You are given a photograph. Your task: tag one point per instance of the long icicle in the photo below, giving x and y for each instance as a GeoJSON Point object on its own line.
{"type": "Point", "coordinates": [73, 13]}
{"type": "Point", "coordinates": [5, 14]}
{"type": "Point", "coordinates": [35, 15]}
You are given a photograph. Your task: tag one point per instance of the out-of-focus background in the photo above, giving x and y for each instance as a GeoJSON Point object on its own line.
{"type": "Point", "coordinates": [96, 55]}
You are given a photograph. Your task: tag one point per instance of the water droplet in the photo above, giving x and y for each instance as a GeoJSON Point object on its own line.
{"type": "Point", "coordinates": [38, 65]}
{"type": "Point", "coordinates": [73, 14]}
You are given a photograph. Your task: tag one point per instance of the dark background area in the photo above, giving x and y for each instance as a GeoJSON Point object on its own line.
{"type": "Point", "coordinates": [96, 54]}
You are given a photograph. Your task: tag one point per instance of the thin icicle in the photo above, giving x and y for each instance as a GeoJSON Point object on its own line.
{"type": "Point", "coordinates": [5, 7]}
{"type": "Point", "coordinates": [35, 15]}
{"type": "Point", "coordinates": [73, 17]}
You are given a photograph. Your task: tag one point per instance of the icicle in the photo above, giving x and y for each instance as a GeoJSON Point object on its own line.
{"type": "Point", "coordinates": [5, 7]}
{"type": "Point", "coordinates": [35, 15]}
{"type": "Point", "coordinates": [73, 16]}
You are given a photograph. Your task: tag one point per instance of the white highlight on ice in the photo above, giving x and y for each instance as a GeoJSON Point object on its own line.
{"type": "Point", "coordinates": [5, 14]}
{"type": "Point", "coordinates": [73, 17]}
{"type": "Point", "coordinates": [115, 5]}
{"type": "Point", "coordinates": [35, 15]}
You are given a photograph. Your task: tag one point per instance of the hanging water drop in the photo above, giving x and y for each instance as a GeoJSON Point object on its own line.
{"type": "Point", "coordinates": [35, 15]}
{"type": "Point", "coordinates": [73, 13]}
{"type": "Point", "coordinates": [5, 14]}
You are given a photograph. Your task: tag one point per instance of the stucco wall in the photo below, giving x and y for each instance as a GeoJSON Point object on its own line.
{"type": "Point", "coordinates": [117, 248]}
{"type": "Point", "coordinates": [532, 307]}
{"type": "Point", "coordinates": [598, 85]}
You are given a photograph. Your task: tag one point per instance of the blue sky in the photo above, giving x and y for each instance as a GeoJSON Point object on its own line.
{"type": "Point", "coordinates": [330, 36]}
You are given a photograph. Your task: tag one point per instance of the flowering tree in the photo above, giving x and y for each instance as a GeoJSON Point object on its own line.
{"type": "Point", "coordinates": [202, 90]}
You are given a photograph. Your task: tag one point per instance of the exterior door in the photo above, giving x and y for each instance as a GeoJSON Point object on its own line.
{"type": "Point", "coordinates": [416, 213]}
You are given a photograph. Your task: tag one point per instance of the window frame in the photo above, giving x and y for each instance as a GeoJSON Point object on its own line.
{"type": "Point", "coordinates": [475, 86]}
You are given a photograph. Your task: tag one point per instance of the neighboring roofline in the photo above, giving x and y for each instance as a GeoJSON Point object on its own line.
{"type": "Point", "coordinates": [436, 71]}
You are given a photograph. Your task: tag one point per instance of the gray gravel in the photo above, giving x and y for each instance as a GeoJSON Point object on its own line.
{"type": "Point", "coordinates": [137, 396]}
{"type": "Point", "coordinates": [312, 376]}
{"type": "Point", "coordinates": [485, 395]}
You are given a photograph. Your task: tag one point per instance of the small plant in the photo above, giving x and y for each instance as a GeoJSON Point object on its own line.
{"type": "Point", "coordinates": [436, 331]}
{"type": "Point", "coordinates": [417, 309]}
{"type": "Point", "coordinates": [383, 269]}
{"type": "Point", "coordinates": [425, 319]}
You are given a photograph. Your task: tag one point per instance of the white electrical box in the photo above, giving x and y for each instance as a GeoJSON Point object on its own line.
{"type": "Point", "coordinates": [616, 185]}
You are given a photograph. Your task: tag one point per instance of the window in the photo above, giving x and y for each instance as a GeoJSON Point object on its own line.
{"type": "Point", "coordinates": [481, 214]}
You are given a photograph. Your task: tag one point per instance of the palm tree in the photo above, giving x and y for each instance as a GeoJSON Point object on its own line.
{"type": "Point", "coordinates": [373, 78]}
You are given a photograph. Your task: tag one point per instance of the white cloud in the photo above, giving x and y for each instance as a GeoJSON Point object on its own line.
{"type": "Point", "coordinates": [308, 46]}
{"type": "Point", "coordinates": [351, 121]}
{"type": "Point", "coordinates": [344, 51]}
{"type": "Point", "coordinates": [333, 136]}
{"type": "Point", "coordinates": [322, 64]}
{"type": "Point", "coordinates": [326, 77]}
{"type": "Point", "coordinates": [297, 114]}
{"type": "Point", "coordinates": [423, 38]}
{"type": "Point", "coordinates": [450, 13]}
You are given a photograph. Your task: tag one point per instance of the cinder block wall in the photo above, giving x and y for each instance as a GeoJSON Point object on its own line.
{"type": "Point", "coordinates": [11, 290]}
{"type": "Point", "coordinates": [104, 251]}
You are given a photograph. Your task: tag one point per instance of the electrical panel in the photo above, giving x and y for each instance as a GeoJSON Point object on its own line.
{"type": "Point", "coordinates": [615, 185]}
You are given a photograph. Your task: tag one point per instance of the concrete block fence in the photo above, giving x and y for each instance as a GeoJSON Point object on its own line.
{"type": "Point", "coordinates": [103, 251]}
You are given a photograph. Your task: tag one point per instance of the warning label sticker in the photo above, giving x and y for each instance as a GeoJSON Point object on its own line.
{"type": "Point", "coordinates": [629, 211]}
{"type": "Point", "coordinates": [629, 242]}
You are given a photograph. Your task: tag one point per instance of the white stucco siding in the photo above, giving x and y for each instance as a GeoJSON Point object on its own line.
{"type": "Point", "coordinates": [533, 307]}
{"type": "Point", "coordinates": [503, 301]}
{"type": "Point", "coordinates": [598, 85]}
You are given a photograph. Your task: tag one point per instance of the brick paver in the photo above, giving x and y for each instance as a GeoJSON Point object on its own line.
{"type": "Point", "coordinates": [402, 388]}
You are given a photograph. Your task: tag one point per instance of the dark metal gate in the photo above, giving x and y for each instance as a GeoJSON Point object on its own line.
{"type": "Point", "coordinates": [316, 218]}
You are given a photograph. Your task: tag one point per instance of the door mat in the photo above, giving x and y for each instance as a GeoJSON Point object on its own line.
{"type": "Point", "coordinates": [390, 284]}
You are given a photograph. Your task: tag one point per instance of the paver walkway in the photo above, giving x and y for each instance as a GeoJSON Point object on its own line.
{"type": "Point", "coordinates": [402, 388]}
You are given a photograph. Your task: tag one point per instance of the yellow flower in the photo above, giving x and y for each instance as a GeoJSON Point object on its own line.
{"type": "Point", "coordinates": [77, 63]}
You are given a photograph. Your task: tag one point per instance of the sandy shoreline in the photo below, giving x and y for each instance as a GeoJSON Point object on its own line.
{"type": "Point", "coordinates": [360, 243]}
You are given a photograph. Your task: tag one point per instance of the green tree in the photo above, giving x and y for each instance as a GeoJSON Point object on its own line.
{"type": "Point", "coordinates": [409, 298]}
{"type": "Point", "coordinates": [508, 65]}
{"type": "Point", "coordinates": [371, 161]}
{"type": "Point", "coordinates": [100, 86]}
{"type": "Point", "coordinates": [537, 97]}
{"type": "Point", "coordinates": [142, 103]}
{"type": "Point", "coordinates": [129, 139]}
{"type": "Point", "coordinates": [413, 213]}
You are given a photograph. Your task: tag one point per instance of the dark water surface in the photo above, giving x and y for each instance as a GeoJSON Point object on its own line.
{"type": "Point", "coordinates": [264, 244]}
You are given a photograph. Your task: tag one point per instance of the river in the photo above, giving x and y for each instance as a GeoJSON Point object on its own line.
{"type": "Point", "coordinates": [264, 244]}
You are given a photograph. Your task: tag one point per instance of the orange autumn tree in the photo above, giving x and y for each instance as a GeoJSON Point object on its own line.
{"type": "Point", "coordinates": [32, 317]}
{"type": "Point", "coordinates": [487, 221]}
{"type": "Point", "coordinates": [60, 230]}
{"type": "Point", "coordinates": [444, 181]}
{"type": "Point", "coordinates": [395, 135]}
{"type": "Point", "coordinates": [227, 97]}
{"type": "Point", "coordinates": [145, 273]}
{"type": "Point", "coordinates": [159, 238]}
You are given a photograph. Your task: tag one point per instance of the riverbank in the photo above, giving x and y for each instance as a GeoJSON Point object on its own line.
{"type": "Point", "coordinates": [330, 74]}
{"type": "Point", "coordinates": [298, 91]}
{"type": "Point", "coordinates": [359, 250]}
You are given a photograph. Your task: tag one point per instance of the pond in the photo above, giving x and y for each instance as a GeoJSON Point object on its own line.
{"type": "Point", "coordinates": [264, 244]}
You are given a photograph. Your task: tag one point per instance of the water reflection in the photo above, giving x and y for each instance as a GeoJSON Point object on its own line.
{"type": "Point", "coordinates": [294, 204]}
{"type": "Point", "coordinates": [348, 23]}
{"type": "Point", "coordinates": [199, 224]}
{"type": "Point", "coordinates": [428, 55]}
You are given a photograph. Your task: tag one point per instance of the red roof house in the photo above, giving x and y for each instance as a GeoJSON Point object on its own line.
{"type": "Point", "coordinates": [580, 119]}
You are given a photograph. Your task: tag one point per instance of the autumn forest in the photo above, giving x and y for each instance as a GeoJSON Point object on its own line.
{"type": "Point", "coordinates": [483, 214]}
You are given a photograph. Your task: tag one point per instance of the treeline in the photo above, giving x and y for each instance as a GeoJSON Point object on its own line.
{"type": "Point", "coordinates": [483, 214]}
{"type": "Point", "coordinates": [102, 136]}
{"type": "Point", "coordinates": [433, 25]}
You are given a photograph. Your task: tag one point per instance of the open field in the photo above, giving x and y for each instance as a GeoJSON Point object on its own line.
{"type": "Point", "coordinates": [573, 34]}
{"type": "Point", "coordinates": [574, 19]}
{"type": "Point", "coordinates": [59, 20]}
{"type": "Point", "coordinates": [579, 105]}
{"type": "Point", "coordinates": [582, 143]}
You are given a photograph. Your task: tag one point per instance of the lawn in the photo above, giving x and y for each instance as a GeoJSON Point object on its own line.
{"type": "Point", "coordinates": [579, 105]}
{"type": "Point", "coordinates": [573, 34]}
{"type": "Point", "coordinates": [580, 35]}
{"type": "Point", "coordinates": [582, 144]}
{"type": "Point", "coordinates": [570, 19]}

+ + + +

**THE EXERCISE:** Locate the line that contains "the water reflection", then please quote it and every line after it to the end of the entries above, exactly and with nothing else.

**WRITTEN RESPONSE:**
You are given a photograph. Your task: tag one point per instance of the water reflection in the photo above, giving x and y for each instance as a GeoJSON Point object on its own line.
{"type": "Point", "coordinates": [294, 204]}
{"type": "Point", "coordinates": [348, 23]}
{"type": "Point", "coordinates": [199, 224]}
{"type": "Point", "coordinates": [428, 55]}
You are given a photograph. Your task: tag one point per instance of the red roof house in the photo above, giving x and y for each instance as a GeoJSON Point object on its own line.
{"type": "Point", "coordinates": [580, 119]}
You are given a photograph. Your task: tag one point per instance of the autumn forest in the photo above, giving x and y for each instance as a GeoJSON Point object on its own line.
{"type": "Point", "coordinates": [483, 214]}
You are given a photograph. Your task: tag one point per instance of the treeline in the photo above, giving x and y for each instance as a GeoJSON Point object on its own line.
{"type": "Point", "coordinates": [483, 214]}
{"type": "Point", "coordinates": [102, 136]}
{"type": "Point", "coordinates": [433, 25]}
You are given a photograph. Your task: tag one point per instance of the open field in the photo above, giving x and y for each instance as a GeoJSON Point object on its own line.
{"type": "Point", "coordinates": [573, 34]}
{"type": "Point", "coordinates": [574, 19]}
{"type": "Point", "coordinates": [59, 20]}
{"type": "Point", "coordinates": [579, 105]}
{"type": "Point", "coordinates": [582, 143]}
You are given a photograph. Your task: tag one point per instance of the lawn in the photo above, giving x and y for each instance as a GeoJSON Point object on its own line.
{"type": "Point", "coordinates": [579, 105]}
{"type": "Point", "coordinates": [573, 34]}
{"type": "Point", "coordinates": [580, 35]}
{"type": "Point", "coordinates": [582, 144]}
{"type": "Point", "coordinates": [570, 19]}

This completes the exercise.